* WHAT IS ASKED *
Copy the lines from the line with "What element corresponds to the green" to the line with "358;66;414;159", swapping "green tree" for "leafy tree" and keeping everything else the same.

* GIVEN DATA *

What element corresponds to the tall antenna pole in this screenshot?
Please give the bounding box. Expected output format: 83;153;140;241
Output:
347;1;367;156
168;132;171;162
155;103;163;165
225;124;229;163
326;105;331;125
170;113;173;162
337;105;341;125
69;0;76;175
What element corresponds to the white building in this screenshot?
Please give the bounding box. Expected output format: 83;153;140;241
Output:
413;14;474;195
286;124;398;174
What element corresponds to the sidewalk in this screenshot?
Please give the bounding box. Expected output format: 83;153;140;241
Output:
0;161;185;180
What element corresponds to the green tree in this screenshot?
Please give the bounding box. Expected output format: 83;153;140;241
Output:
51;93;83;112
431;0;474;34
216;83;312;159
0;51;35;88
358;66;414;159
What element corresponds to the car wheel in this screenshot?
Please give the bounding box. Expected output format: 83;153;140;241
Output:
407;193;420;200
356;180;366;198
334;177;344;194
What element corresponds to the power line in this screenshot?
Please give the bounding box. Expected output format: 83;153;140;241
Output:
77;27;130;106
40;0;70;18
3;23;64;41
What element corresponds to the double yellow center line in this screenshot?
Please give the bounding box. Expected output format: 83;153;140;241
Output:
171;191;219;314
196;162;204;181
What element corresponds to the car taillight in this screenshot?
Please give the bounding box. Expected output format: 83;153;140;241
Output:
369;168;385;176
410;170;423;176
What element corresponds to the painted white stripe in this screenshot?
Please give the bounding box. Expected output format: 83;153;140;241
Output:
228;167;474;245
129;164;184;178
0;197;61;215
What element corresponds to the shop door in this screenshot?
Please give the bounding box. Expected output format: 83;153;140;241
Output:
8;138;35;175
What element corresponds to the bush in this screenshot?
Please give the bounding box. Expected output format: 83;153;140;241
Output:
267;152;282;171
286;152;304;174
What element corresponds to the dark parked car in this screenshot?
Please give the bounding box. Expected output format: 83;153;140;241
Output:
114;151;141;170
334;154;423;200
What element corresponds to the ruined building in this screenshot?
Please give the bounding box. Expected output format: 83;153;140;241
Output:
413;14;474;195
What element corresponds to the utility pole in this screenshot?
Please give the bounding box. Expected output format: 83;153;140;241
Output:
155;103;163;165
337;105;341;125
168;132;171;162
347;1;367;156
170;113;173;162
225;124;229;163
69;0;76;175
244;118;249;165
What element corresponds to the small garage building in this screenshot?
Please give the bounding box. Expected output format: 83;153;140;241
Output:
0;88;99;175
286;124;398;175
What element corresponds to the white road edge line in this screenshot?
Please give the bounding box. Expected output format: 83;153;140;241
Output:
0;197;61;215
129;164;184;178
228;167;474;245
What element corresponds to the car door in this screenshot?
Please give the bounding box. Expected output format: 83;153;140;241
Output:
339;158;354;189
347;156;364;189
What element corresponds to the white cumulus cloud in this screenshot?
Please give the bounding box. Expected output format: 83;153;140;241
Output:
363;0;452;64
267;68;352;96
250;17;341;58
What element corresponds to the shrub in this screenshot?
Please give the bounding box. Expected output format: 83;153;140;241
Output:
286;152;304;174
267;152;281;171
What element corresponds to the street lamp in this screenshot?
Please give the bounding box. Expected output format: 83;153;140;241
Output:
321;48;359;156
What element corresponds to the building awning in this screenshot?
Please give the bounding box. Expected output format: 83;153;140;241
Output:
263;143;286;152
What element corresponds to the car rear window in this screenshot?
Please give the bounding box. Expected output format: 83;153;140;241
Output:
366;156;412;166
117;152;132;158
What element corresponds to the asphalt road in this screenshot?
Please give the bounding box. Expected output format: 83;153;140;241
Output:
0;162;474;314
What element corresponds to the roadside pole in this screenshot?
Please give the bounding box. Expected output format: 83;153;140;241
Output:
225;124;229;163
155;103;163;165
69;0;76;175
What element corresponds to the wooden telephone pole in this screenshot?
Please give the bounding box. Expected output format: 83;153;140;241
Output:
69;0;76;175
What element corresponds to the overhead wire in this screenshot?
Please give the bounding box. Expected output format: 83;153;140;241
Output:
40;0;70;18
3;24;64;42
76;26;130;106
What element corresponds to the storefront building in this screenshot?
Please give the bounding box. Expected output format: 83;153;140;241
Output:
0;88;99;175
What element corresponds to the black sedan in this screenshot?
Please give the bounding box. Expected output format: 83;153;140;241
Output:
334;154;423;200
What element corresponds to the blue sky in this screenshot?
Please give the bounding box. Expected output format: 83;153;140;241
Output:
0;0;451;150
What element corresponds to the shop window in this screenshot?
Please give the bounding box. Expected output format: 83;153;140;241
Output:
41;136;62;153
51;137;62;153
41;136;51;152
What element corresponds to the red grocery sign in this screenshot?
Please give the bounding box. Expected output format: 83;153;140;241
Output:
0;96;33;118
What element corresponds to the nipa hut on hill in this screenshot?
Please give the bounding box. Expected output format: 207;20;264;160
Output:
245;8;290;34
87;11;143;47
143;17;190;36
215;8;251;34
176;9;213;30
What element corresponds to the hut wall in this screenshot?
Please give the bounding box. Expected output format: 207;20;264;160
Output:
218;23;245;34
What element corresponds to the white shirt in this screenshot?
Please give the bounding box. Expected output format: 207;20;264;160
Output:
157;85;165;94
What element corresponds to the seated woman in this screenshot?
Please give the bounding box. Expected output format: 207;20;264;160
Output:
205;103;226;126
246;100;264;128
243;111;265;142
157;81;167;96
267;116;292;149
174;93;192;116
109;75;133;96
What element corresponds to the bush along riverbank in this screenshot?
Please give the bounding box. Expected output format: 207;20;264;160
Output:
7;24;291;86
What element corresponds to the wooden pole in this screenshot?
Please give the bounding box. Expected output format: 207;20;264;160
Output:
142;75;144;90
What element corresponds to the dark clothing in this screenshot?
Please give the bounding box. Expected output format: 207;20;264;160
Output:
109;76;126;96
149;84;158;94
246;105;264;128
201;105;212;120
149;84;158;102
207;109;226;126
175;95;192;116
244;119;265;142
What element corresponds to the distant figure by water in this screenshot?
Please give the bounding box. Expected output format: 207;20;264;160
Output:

* EXERCISE ANSWER *
What element corresponds to the leafy tree in this screenshot?
Please give the bounding box. Expected output format: 83;153;140;241
Output:
51;93;83;112
431;0;474;34
216;83;312;159
0;51;35;88
358;66;414;159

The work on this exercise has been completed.